= Requirements =
Reproduce, word for word, every line starting at the line that contains "target | guardrail" and ending with the final line of the entries.

= Input records =
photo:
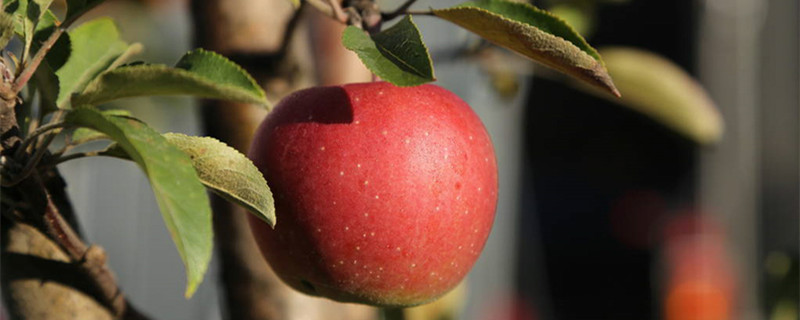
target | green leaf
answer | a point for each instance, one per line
(534, 33)
(95, 47)
(228, 173)
(199, 73)
(26, 16)
(76, 8)
(659, 89)
(397, 54)
(180, 195)
(83, 135)
(6, 28)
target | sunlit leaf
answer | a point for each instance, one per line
(199, 73)
(95, 45)
(6, 28)
(658, 88)
(533, 33)
(228, 173)
(181, 197)
(397, 54)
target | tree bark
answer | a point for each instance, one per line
(254, 35)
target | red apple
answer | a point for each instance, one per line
(384, 195)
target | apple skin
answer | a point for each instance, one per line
(384, 195)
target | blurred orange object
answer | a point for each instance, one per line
(699, 283)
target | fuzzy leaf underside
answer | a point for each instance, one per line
(199, 73)
(6, 28)
(533, 33)
(228, 173)
(659, 89)
(397, 54)
(95, 46)
(76, 8)
(181, 197)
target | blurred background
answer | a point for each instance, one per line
(605, 211)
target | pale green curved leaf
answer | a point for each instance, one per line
(228, 173)
(181, 197)
(28, 17)
(533, 33)
(659, 89)
(199, 73)
(397, 54)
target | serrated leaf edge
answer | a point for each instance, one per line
(595, 72)
(230, 196)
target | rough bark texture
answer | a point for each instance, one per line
(252, 33)
(42, 278)
(39, 282)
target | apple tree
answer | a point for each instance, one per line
(58, 76)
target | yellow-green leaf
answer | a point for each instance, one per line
(228, 173)
(181, 197)
(533, 33)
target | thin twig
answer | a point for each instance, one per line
(31, 138)
(330, 8)
(40, 150)
(401, 10)
(69, 157)
(29, 69)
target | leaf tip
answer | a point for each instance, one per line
(191, 288)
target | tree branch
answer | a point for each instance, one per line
(401, 10)
(37, 59)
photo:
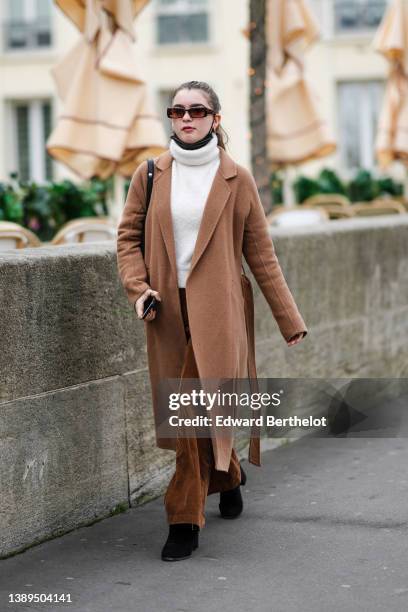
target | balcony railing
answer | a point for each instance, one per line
(358, 15)
(34, 34)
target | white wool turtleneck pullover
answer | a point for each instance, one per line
(192, 175)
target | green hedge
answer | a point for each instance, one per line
(362, 188)
(45, 208)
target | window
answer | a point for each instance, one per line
(28, 24)
(31, 126)
(359, 107)
(182, 21)
(357, 15)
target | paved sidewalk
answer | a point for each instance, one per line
(324, 530)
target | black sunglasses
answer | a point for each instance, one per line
(195, 112)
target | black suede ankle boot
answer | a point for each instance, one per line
(181, 541)
(231, 504)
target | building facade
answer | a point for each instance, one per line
(180, 40)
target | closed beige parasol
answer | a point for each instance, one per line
(296, 131)
(391, 40)
(107, 125)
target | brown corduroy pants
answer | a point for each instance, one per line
(195, 476)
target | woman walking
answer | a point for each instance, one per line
(205, 213)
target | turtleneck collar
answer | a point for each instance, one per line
(195, 157)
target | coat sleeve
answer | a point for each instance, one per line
(259, 252)
(130, 263)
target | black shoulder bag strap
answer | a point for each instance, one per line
(150, 174)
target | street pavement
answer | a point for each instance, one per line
(324, 529)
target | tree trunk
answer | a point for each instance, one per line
(257, 75)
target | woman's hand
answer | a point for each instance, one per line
(139, 305)
(296, 338)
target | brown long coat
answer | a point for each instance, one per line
(233, 223)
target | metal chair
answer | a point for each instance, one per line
(14, 236)
(86, 229)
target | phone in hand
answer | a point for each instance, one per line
(149, 304)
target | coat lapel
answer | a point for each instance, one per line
(217, 199)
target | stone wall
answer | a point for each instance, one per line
(76, 432)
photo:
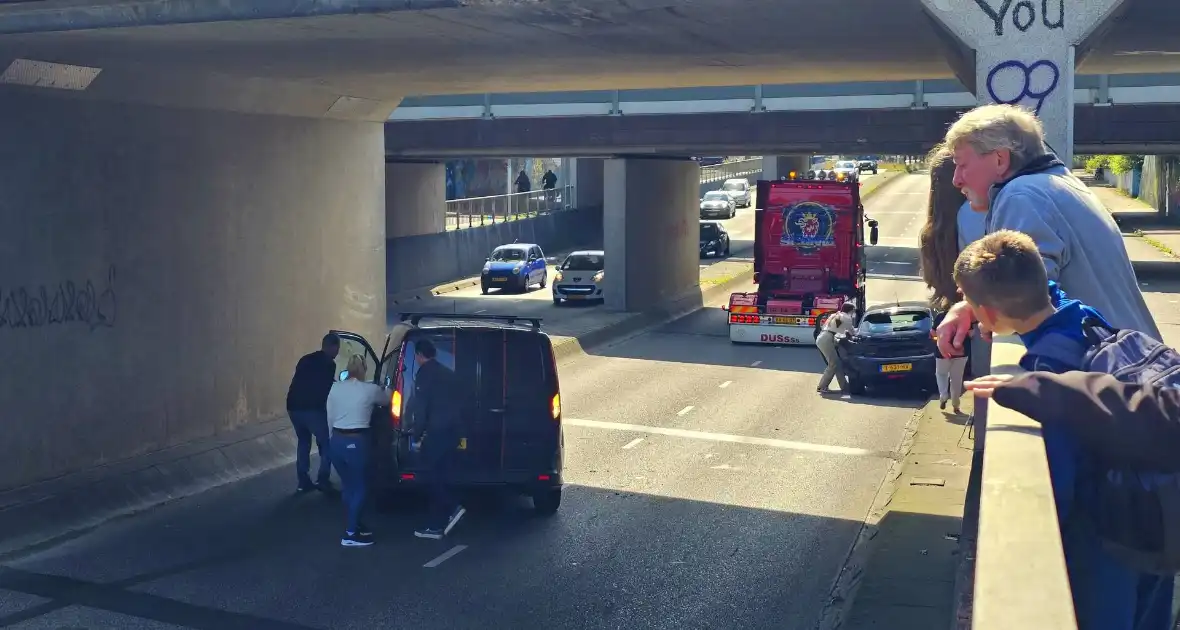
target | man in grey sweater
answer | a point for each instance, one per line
(1004, 169)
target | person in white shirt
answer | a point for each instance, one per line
(838, 323)
(351, 405)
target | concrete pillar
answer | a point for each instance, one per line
(588, 177)
(163, 269)
(1024, 53)
(775, 166)
(650, 212)
(414, 198)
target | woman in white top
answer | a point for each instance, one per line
(351, 405)
(840, 322)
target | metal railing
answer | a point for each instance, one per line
(726, 170)
(477, 211)
(1020, 566)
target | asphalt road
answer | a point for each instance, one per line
(709, 487)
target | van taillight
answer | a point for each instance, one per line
(395, 407)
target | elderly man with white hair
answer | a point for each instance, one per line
(1004, 169)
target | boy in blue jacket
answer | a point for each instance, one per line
(1003, 279)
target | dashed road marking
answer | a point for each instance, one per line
(446, 556)
(728, 438)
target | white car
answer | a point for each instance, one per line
(738, 190)
(579, 276)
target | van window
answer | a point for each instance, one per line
(444, 342)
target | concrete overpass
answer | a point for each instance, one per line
(1133, 113)
(194, 191)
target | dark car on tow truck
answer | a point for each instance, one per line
(891, 345)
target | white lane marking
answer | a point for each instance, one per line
(450, 553)
(727, 438)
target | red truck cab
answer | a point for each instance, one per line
(808, 258)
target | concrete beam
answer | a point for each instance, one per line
(1024, 53)
(414, 198)
(162, 270)
(650, 214)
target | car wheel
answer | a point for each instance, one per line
(856, 386)
(546, 503)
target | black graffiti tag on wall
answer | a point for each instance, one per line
(90, 304)
(1024, 14)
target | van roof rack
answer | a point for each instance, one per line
(414, 317)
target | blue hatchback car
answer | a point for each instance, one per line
(517, 267)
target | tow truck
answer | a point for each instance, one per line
(808, 258)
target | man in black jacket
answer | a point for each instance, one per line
(436, 427)
(307, 404)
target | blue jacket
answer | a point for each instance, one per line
(1107, 595)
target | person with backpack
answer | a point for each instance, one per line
(1119, 526)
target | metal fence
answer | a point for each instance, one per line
(726, 170)
(476, 211)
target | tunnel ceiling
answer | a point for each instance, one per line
(385, 50)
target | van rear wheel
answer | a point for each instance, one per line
(545, 503)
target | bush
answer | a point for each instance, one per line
(1121, 164)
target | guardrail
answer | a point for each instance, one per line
(1020, 566)
(476, 211)
(720, 172)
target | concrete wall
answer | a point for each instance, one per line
(430, 260)
(415, 198)
(162, 270)
(650, 212)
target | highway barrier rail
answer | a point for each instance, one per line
(1020, 577)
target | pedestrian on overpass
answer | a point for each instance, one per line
(351, 405)
(307, 399)
(839, 323)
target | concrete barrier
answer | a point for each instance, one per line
(432, 258)
(1020, 566)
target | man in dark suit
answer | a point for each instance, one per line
(436, 406)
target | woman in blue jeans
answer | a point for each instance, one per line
(351, 405)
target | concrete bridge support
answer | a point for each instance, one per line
(1023, 53)
(650, 212)
(414, 198)
(163, 269)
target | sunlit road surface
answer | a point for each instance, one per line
(709, 487)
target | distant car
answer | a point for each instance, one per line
(891, 343)
(739, 191)
(518, 267)
(579, 276)
(718, 204)
(714, 240)
(846, 168)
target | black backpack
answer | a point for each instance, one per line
(1135, 512)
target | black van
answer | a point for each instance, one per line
(511, 419)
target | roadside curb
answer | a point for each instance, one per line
(66, 506)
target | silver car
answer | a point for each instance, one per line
(739, 191)
(718, 204)
(579, 276)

= Exercise output =
target | guardrail
answer | a point for each instance, one per line
(1020, 566)
(476, 211)
(720, 172)
target | concrete wall
answer | a point for each instance, one per line
(430, 260)
(415, 198)
(162, 270)
(650, 212)
target | highway barrier rail
answer | a point for each instance, one per line
(1020, 577)
target | pedestrian on overpass
answer | a point for each instance, one per line
(351, 405)
(307, 399)
(839, 323)
target | concrete barrier
answer | a point for each instance, one per line
(432, 258)
(1020, 566)
target | man in dark suit
answer | a point for each instance, one per line
(436, 406)
target | woman in blue jeans
answer | a point for each instance, one per line
(351, 405)
target | concrete bridge support
answer | a point for each instance, one per line
(1023, 53)
(650, 212)
(414, 198)
(163, 269)
target | sunlit road surface
answer | a point for each instance, one per line
(709, 487)
target | distant car
answer | a point for each instance, one per line
(891, 343)
(739, 191)
(518, 267)
(579, 276)
(718, 204)
(714, 240)
(846, 168)
target | black backpack
answer | a point for each instance, one per line
(1135, 512)
target | black van
answer | a point for each instance, one per line
(511, 419)
target | roadside curb
answer | a point for each instance, one per line
(66, 506)
target | silver car
answer | a point for each instance, one per line
(739, 191)
(718, 204)
(579, 276)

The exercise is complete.